Work to do: Pull out every line of the items below that contains the word "jacket", and copy each one unchanged.

[Dataset excerpts on object pointing]
^^^^^^^^^^^^^^^^

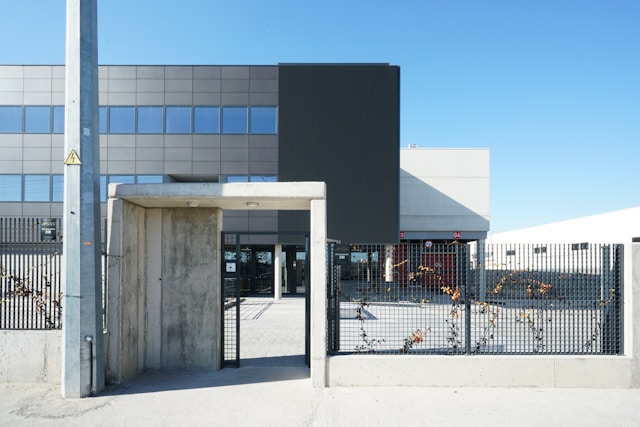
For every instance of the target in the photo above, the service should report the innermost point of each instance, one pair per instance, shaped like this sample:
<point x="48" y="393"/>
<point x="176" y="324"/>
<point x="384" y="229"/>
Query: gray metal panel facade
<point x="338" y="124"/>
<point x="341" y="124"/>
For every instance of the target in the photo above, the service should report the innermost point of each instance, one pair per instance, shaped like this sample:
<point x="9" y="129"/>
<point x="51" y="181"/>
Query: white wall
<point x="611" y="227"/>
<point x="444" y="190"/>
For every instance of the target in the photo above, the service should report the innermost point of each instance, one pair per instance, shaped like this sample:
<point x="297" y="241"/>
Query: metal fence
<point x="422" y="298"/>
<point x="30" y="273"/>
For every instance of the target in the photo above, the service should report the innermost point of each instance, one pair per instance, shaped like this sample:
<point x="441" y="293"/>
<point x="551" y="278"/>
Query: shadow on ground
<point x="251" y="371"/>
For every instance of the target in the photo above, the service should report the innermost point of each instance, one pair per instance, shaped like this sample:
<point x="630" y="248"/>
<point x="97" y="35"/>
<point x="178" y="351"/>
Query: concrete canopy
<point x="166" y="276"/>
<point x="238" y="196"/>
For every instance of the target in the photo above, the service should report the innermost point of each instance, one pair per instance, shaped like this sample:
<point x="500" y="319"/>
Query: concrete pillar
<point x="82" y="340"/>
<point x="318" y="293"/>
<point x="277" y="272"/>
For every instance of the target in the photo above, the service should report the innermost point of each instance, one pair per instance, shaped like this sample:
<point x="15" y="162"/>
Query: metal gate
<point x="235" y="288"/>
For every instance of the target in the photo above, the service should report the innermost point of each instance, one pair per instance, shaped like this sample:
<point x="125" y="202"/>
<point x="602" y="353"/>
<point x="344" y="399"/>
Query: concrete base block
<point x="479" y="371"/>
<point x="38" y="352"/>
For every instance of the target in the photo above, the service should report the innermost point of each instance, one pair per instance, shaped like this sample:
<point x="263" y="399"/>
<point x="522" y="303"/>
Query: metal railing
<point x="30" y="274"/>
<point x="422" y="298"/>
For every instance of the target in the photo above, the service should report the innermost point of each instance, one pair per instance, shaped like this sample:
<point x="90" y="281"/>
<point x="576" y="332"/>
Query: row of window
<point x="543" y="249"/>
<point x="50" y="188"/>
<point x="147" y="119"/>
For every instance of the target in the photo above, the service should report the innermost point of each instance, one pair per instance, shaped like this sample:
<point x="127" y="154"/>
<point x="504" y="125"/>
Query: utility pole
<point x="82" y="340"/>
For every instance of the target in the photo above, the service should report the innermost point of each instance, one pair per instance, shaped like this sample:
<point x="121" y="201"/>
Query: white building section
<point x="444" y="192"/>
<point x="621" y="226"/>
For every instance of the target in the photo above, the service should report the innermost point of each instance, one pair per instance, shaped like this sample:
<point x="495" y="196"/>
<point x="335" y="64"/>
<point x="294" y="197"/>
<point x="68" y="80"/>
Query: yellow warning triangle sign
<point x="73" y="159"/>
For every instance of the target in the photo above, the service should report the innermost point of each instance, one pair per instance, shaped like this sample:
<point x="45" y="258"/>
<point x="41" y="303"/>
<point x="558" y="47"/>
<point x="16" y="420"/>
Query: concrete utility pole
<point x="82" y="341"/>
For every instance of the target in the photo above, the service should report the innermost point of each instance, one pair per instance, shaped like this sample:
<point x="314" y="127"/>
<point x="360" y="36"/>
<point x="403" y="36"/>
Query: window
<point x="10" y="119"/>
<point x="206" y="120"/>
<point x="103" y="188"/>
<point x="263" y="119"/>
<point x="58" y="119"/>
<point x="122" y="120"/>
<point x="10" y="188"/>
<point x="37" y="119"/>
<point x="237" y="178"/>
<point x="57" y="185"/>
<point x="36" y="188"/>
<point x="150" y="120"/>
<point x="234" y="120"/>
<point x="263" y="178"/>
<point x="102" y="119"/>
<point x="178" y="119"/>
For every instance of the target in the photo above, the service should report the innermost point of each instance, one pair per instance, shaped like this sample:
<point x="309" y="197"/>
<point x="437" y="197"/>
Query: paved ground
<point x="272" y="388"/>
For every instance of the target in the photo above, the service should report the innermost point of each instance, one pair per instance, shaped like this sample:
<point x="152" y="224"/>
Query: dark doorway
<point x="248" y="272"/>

^^^^^^^^^^^^^^^^

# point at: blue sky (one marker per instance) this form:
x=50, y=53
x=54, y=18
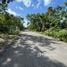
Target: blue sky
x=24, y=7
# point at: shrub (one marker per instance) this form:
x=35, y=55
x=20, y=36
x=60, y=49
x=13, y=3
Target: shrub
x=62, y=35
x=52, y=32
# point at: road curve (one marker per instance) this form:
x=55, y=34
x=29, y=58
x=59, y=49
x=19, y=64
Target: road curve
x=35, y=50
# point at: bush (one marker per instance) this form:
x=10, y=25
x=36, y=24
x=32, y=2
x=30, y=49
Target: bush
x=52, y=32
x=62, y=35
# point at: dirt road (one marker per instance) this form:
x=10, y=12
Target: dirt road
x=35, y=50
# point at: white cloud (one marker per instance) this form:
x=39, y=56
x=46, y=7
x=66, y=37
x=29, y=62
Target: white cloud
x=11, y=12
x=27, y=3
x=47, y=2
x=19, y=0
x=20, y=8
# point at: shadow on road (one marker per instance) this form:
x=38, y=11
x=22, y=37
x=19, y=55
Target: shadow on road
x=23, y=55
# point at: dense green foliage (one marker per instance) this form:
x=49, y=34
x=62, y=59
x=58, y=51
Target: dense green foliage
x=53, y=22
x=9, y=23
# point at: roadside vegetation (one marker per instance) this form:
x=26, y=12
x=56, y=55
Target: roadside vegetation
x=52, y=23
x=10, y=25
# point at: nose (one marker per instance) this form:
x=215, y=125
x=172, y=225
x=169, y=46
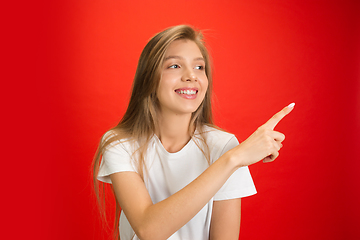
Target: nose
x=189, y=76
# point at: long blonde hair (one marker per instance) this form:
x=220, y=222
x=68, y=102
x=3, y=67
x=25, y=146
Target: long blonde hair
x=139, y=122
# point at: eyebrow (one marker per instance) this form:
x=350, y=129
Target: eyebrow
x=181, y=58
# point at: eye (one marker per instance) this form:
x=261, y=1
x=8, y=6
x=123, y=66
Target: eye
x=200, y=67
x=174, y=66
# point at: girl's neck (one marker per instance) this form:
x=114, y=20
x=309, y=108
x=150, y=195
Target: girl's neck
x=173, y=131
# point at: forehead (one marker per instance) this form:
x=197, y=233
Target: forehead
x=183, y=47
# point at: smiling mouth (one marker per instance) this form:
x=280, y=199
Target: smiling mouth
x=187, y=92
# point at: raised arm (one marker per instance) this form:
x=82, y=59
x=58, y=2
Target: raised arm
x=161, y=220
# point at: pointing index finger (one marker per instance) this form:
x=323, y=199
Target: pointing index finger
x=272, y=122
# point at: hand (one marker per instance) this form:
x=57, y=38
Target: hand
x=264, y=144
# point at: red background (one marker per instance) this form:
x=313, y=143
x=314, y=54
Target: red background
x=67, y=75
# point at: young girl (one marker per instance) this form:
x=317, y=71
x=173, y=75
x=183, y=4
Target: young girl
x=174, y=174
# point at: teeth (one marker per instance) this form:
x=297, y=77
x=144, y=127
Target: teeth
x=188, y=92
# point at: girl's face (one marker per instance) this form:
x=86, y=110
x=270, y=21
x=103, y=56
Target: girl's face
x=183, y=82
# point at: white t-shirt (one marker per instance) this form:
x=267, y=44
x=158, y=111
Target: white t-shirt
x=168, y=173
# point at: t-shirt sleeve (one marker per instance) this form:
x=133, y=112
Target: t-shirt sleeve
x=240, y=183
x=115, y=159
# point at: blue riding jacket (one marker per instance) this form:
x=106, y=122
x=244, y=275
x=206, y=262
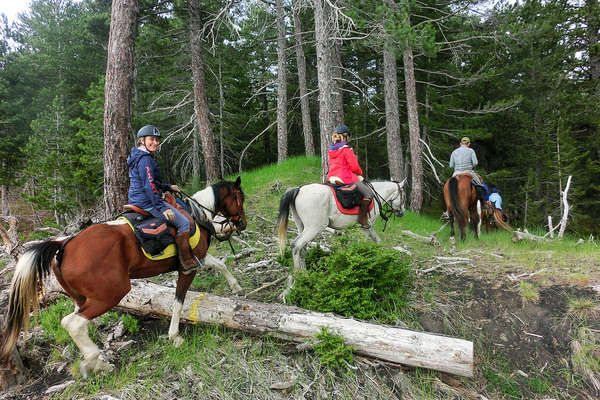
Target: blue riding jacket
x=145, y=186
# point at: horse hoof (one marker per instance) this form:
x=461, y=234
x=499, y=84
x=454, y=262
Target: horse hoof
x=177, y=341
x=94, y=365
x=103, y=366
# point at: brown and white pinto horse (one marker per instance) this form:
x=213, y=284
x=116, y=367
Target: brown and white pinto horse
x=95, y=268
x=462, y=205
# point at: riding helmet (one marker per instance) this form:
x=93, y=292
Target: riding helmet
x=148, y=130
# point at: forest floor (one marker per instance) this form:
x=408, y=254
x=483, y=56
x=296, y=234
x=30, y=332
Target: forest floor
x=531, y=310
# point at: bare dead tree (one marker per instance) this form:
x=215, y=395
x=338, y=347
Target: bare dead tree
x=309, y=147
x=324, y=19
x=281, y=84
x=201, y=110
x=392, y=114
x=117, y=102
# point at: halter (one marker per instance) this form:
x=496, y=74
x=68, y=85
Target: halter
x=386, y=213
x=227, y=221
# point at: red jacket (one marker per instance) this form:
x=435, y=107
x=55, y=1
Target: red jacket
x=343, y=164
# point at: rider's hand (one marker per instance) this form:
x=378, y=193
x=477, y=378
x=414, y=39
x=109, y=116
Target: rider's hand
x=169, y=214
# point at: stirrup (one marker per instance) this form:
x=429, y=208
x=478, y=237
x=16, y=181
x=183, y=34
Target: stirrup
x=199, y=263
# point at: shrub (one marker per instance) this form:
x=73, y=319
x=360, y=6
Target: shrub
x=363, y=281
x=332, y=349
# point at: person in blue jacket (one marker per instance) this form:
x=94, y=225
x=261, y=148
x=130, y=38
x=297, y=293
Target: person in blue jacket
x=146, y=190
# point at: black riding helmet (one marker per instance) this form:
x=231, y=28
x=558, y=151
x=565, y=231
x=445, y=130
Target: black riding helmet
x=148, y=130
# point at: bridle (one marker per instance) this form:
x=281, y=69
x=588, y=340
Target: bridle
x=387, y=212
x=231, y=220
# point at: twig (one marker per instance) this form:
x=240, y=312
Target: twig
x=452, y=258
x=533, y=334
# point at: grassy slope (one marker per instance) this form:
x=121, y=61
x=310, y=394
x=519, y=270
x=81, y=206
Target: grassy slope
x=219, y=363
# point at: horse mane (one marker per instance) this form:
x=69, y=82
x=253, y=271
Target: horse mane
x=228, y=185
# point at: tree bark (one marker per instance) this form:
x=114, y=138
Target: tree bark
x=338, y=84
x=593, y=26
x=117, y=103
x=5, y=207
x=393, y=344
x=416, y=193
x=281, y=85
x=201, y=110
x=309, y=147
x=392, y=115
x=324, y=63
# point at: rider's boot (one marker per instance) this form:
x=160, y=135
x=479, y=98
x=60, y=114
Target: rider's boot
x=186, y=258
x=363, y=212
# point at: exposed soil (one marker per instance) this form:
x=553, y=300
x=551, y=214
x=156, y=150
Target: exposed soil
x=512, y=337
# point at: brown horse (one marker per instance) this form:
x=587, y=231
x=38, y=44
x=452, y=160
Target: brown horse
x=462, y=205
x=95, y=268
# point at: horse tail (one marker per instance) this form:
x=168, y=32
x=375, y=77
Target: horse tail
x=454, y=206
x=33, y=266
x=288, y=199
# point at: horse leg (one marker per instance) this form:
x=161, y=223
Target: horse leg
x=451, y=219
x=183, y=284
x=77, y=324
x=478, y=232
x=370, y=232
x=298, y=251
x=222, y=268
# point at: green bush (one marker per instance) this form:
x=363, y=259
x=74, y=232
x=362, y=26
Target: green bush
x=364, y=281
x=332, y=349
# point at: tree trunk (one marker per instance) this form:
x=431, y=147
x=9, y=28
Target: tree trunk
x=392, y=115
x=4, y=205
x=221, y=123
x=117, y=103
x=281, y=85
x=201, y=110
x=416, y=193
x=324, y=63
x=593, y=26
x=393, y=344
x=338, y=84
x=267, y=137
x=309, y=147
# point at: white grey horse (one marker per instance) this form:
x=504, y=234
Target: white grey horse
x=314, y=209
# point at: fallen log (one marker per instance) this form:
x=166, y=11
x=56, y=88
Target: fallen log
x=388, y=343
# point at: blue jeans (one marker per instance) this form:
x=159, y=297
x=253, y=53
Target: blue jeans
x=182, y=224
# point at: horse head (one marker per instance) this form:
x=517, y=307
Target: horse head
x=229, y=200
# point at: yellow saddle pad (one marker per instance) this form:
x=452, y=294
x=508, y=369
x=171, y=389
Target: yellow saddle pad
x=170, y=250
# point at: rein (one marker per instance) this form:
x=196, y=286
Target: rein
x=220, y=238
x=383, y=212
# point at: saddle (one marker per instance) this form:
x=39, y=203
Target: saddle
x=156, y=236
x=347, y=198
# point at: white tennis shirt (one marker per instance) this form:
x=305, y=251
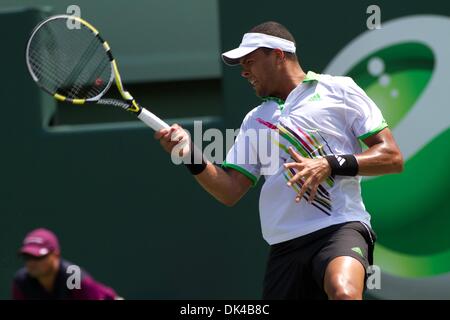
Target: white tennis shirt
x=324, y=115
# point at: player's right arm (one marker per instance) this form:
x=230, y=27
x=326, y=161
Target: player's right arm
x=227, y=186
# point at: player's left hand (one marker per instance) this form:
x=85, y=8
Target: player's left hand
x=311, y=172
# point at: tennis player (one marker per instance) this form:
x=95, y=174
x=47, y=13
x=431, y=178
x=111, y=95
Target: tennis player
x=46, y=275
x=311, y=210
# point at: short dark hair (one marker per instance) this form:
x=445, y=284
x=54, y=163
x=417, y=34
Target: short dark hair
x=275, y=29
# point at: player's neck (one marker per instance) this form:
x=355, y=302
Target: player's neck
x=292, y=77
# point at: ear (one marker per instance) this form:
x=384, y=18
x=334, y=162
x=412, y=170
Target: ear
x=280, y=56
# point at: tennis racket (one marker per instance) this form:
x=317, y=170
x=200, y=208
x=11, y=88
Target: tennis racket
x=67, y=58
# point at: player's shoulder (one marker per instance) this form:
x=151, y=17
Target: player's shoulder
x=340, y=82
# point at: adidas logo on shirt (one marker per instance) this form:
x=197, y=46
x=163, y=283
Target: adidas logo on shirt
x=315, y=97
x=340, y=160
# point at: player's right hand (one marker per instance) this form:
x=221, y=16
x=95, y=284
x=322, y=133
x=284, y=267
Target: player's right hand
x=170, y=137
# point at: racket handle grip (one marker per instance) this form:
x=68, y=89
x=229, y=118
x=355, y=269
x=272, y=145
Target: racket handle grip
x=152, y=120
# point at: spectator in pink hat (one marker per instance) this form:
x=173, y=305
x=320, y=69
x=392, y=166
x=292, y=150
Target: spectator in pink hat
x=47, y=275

^^^^^^^^^^^^^^^^

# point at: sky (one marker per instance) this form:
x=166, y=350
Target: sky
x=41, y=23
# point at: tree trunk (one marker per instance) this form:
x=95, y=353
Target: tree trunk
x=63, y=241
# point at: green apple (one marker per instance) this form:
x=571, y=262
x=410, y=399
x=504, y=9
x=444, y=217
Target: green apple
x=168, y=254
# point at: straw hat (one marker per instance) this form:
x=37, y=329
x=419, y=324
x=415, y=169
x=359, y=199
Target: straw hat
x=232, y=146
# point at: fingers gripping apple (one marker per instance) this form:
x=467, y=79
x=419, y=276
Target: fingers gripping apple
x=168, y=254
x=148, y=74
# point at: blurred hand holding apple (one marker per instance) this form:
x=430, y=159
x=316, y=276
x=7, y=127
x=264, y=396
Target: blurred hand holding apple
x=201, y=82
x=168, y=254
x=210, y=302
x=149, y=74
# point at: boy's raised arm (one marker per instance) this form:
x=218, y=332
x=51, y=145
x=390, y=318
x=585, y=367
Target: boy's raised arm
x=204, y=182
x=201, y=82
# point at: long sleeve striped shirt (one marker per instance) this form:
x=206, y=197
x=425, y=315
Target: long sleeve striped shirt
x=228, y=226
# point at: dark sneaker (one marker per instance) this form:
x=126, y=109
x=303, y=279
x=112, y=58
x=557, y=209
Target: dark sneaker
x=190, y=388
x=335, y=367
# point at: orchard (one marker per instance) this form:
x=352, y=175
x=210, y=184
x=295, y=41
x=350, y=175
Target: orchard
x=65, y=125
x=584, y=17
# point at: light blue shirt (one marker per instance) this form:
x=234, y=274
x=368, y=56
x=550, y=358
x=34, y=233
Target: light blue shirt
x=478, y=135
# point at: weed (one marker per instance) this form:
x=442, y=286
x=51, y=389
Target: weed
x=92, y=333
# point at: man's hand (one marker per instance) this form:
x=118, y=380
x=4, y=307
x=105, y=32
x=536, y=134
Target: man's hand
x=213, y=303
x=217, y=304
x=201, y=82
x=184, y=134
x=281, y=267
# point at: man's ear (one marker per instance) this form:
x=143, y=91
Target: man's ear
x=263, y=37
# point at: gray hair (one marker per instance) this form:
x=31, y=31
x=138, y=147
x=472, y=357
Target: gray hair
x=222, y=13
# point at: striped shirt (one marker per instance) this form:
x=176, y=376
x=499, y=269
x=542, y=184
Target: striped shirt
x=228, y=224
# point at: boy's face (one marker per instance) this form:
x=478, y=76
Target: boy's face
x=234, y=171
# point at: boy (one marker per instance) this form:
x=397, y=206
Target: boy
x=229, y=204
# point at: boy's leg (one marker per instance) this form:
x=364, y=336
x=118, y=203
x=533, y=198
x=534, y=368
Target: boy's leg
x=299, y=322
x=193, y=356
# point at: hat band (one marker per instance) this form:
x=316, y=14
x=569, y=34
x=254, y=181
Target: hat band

^^^^^^^^^^^^^^^^

Answer to the problem:
# point at: blue riding jacket (one marker per instance) this form:
Target: blue riding jacket
# point at: red jacket (one marker per instance) this form:
Target: red jacket
# point at: person in blue jacket (one marker per instance) this form:
Target: person in blue jacket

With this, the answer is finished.